### Exercise directions
Which of the lines below mention the word "order"? Pull each one out.
════
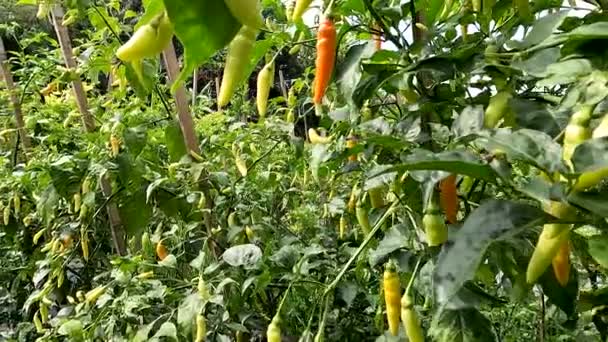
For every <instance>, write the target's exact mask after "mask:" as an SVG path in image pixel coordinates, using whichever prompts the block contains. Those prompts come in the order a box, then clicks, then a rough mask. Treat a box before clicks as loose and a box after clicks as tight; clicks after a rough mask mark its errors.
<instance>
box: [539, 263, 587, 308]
mask: <svg viewBox="0 0 608 342" xmlns="http://www.w3.org/2000/svg"><path fill="white" fill-rule="evenodd" d="M539 283H540V285H541V286H542V288H543V292H544V294H545V295H546V296H547V297H548V298H549V300H550V301H551V303H553V304H554V305H555V306H557V307H558V308H560V309H561V310H562V311H564V312H565V313H566V315H568V317H571V316H572V315H574V314H575V313H576V302H577V298H578V272H577V271H576V268H575V267H571V269H570V279H569V280H568V284H567V285H566V287H562V286H561V285H560V284H559V282H558V281H557V279H556V278H555V273H554V272H553V267H549V268H548V269H547V270H546V271H545V273H544V274H543V276H542V277H541V278H540V279H539Z"/></svg>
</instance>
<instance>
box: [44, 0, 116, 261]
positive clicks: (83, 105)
mask: <svg viewBox="0 0 608 342" xmlns="http://www.w3.org/2000/svg"><path fill="white" fill-rule="evenodd" d="M63 14H64V13H63V9H62V8H61V6H60V5H55V6H53V10H52V12H51V16H52V18H53V26H54V27H55V32H56V33H57V39H58V40H59V46H60V47H61V51H62V53H63V59H64V61H65V65H66V66H67V67H68V68H69V69H70V70H76V67H77V65H76V61H75V60H74V55H73V54H72V42H71V41H70V36H69V33H68V30H67V28H66V27H65V26H63V25H62V24H61V22H62V20H63ZM72 86H73V89H74V95H75V96H76V102H77V104H78V109H79V111H80V115H81V117H82V123H83V127H84V130H85V132H93V131H95V120H94V118H93V116H92V115H91V113H89V109H88V105H87V98H86V94H85V92H84V88H83V87H82V82H81V80H80V78H75V79H74V80H73V81H72ZM99 183H100V185H101V191H102V193H103V195H104V196H105V197H106V199H110V198H111V197H112V195H113V192H112V185H111V183H110V180H109V179H108V177H107V175H106V174H103V175H101V177H100V181H99ZM106 208H107V211H108V217H109V222H110V231H111V234H112V240H113V242H114V247H115V248H116V251H117V252H118V254H119V255H126V254H127V249H126V245H125V234H124V230H123V229H122V222H121V220H120V215H119V213H118V208H117V206H116V203H114V202H113V201H111V200H110V201H108V203H107V205H106Z"/></svg>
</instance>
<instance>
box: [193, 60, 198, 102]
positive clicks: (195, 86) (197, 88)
mask: <svg viewBox="0 0 608 342" xmlns="http://www.w3.org/2000/svg"><path fill="white" fill-rule="evenodd" d="M197 95H198V69H194V72H193V73H192V108H194V106H196V96H197Z"/></svg>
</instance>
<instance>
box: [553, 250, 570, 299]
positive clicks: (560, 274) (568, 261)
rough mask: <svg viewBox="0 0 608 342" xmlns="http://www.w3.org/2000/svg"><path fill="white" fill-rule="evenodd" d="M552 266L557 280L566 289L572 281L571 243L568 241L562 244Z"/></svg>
mask: <svg viewBox="0 0 608 342" xmlns="http://www.w3.org/2000/svg"><path fill="white" fill-rule="evenodd" d="M552 264H553V273H555V279H557V282H558V283H559V284H560V285H561V286H562V287H566V285H568V280H569V279H570V242H569V241H568V240H566V241H564V242H562V244H561V246H560V247H559V250H558V251H557V254H556V255H555V256H554V257H553V261H552Z"/></svg>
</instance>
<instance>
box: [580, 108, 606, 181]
mask: <svg viewBox="0 0 608 342" xmlns="http://www.w3.org/2000/svg"><path fill="white" fill-rule="evenodd" d="M591 137H592V138H593V139H599V138H605V137H608V114H606V116H604V118H603V119H602V122H601V123H600V124H599V126H597V128H596V129H595V130H594V131H593V134H592V136H591ZM606 178H608V168H601V169H598V170H593V171H587V172H585V173H583V174H582V175H580V177H579V178H578V180H577V182H576V184H575V185H574V189H575V190H579V191H581V190H586V189H588V188H591V187H593V186H596V185H597V184H599V183H600V182H601V181H602V180H603V179H606Z"/></svg>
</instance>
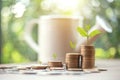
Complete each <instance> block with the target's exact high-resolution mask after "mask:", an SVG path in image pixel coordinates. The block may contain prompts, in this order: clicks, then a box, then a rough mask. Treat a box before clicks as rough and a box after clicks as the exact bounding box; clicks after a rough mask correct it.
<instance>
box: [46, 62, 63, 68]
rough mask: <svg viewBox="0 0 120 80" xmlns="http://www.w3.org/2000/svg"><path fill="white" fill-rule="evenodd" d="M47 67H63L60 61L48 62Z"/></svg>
mask: <svg viewBox="0 0 120 80" xmlns="http://www.w3.org/2000/svg"><path fill="white" fill-rule="evenodd" d="M48 66H49V67H63V64H62V62H48Z"/></svg>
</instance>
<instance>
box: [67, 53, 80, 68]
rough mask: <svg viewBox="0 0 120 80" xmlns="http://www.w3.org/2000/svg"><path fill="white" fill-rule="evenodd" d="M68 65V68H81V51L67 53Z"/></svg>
mask: <svg viewBox="0 0 120 80" xmlns="http://www.w3.org/2000/svg"><path fill="white" fill-rule="evenodd" d="M65 62H66V67H67V69H68V68H81V55H80V53H66V59H65Z"/></svg>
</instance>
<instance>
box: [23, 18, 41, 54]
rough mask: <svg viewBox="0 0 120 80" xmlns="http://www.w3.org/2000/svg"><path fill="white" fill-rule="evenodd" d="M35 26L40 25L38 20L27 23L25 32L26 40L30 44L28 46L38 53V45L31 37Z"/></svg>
mask: <svg viewBox="0 0 120 80" xmlns="http://www.w3.org/2000/svg"><path fill="white" fill-rule="evenodd" d="M34 24H38V19H33V20H31V21H30V22H28V23H27V25H26V26H25V31H24V39H25V41H26V42H27V43H28V45H29V46H30V47H31V48H32V49H34V50H35V51H36V52H37V53H38V52H39V47H38V45H37V43H35V41H34V40H33V38H32V37H31V33H32V30H33V27H34Z"/></svg>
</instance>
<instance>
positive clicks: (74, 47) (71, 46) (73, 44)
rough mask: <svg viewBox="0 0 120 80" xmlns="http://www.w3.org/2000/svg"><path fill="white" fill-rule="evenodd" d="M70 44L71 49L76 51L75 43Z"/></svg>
mask: <svg viewBox="0 0 120 80" xmlns="http://www.w3.org/2000/svg"><path fill="white" fill-rule="evenodd" d="M69 44H70V47H71V48H72V49H75V47H76V43H73V42H72V41H70V42H69Z"/></svg>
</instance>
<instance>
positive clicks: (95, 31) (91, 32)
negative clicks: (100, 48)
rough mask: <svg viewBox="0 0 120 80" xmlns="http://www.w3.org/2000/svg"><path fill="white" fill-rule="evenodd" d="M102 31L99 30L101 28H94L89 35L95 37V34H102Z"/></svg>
mask: <svg viewBox="0 0 120 80" xmlns="http://www.w3.org/2000/svg"><path fill="white" fill-rule="evenodd" d="M100 33H101V32H100V31H99V30H94V31H92V32H91V33H90V34H89V37H93V36H95V35H97V34H100Z"/></svg>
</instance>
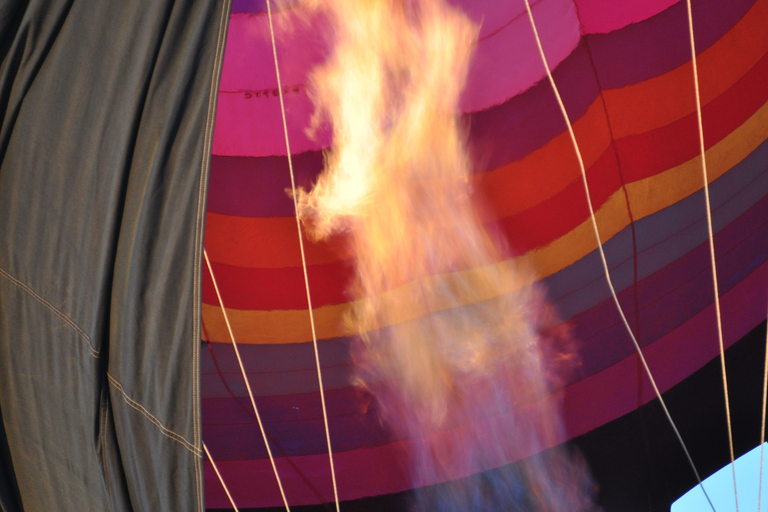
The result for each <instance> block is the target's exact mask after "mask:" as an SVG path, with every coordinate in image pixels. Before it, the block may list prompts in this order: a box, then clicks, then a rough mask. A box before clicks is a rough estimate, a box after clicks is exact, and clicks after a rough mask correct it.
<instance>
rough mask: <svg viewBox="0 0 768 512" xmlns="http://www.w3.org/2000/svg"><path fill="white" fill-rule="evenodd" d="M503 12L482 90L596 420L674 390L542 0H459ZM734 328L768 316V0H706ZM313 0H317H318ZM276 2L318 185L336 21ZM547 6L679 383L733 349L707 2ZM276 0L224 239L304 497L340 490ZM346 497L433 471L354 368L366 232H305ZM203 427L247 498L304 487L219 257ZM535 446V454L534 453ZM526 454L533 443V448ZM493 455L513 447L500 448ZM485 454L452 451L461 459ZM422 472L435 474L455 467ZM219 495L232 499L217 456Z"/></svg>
════
### Answer section
For every <instance>, write the target's exact mask after "mask:" as an SVG path in image pixel coordinates, using whichever prompts the block contains. Those prompts come in the order a box, then clicks, then a rough mask. Treat a box before clicks as loose and a box after clicks as tight; clicks after a rough mask mark its errors.
Complete each <instance> block with the target's exact high-resolution mask after "mask:", an SVG path in image pixel coordinates. The block may contain prompts, in this order: clicks, then a box, then a rough mask. Treat a box before clicks as rough and a box after clicks as the exact bounding box; clicks after a rough mask correct it.
The result for each <instance> block is the target's exact mask after "mask:" as an SVG path, with every coordinate in image pixels. Before it, the block may list prompts in this order: a box, then clicks, then a rough mask. A box before clicks is a rough estimate, a box after clicks is exact, and clicks after a rough mask correct it.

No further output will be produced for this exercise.